GIVEN TASK: Give back exactly the lines running from the line with "One dot marks each instance of the hooked" to the end of the entries, and only those lines.

DATA LISTING:

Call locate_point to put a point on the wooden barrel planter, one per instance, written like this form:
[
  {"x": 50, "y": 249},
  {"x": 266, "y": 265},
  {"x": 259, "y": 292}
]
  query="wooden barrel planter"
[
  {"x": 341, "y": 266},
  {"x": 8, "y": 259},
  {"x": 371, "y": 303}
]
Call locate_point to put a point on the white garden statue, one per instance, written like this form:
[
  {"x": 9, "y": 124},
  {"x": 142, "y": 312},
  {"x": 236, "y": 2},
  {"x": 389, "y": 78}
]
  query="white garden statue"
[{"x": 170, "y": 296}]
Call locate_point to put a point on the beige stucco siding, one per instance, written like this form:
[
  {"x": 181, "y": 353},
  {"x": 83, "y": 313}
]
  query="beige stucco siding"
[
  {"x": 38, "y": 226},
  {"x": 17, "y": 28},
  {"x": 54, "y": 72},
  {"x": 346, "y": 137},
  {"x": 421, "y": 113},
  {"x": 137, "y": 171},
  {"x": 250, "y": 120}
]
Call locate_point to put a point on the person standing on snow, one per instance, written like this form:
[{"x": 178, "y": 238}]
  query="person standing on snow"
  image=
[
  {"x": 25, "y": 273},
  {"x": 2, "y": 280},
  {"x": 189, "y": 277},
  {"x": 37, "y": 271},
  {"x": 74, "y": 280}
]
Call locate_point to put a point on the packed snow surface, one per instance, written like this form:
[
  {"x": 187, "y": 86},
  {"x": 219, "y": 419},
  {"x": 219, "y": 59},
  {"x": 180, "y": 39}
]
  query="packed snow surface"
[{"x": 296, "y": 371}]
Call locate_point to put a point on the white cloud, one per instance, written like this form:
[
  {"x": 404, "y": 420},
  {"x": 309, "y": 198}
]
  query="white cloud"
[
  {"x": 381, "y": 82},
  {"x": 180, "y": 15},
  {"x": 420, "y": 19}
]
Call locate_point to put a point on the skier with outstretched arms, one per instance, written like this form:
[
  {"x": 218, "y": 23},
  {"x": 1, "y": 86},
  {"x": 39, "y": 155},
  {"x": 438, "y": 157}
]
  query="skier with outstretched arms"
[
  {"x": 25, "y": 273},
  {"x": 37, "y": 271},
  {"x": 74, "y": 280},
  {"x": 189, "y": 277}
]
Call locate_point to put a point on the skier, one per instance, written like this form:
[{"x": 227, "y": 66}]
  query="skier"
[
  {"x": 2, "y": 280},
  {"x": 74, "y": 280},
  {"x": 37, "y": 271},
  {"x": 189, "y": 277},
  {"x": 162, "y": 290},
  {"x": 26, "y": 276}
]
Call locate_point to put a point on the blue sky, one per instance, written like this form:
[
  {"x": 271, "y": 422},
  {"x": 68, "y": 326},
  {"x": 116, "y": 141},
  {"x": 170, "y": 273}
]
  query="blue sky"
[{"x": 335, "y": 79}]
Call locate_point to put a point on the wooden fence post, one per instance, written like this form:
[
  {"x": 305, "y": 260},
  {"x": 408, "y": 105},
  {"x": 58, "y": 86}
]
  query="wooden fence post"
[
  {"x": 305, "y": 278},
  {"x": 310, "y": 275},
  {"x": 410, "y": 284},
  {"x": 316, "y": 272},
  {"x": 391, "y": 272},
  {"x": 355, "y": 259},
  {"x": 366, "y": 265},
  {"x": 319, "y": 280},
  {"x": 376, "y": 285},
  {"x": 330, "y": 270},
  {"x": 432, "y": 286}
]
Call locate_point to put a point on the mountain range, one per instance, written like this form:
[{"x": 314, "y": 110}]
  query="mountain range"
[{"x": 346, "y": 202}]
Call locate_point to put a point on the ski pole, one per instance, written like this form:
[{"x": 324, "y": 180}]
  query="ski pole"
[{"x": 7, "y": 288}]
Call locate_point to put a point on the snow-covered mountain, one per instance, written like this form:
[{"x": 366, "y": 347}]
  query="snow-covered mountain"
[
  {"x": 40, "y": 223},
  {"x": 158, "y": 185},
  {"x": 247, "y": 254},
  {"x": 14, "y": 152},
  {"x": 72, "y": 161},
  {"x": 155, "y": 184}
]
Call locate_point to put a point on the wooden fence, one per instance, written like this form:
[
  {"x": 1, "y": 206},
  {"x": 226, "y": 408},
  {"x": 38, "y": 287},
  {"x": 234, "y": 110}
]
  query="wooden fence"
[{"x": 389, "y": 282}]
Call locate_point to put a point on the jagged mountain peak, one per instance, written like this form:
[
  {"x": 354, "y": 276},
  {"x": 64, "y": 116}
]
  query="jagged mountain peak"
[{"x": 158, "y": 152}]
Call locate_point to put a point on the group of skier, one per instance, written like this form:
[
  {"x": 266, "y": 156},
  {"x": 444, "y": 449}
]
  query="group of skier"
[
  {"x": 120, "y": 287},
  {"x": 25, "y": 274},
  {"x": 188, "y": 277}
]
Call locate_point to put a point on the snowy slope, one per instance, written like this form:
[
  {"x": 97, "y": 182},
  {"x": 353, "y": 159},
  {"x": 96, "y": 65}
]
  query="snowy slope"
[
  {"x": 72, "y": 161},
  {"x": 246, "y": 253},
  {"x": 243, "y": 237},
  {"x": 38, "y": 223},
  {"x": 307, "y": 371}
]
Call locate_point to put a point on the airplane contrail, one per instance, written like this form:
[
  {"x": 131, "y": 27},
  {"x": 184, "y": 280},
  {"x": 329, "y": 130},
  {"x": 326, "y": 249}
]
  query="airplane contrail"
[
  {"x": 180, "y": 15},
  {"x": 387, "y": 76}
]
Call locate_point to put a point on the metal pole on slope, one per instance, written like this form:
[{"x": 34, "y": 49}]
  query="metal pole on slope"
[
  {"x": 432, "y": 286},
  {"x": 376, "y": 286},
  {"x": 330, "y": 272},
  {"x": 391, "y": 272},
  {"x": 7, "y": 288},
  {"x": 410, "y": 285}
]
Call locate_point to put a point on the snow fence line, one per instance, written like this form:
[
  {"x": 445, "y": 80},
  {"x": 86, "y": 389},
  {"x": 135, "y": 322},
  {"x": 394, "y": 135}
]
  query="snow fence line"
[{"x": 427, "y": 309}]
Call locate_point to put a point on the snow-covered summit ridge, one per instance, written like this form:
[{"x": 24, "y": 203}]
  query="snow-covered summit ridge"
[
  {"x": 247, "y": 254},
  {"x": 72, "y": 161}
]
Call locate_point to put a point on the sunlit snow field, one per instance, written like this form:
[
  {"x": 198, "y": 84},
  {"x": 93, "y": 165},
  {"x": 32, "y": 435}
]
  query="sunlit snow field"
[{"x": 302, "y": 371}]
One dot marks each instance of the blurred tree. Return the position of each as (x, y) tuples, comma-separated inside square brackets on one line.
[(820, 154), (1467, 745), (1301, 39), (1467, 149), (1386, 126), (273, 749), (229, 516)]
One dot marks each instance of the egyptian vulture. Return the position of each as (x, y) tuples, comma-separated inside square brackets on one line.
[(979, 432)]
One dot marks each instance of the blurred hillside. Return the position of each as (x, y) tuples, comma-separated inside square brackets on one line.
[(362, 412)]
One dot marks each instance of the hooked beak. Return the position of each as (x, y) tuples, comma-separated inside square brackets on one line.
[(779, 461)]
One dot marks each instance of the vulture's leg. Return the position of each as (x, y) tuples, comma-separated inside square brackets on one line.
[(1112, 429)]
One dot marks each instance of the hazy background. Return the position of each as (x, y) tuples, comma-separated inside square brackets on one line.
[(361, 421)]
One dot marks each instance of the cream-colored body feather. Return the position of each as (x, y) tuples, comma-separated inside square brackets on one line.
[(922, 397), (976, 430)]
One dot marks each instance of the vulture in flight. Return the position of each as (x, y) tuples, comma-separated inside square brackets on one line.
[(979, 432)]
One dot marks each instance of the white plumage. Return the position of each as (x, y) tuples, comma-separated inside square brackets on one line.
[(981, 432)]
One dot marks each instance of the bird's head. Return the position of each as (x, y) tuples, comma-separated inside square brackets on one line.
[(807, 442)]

FULL SOLUTION:
One dot marks each instance of the hooked beak. Return the position of each as (x, y) tuples, comma-separated inside square brackets on one line.
[(779, 461)]
One dot marks each instance of the vulture's leg. Return the position of each as (x, y) tuples, comma-separated inside square brackets on one line.
[(1112, 429)]
One dot marks each instance of the hazy background. Return the position of each as (x, y) tuples, comma-separated inside square brackets on one line.
[(361, 421)]
One dot marks each instance of the cream-colored body feather. Return the position of each as (x, y) tuples, comma-separated inside square brackets on one line.
[(922, 397), (976, 430)]
One dot marks each instance of the vulture in flight. Return the position of each as (x, y) tuples, comma-separated inside square brackets on one line.
[(979, 432)]
One dot marks each instance of the white plumage. Return the position of each as (x, y) tuples, comma-separated inside square brackets on one line.
[(981, 432)]
One dot marks each instance of the bird's head. Return the position of each as (x, y) tuples, comma-separated inside square brackets on one line.
[(807, 442)]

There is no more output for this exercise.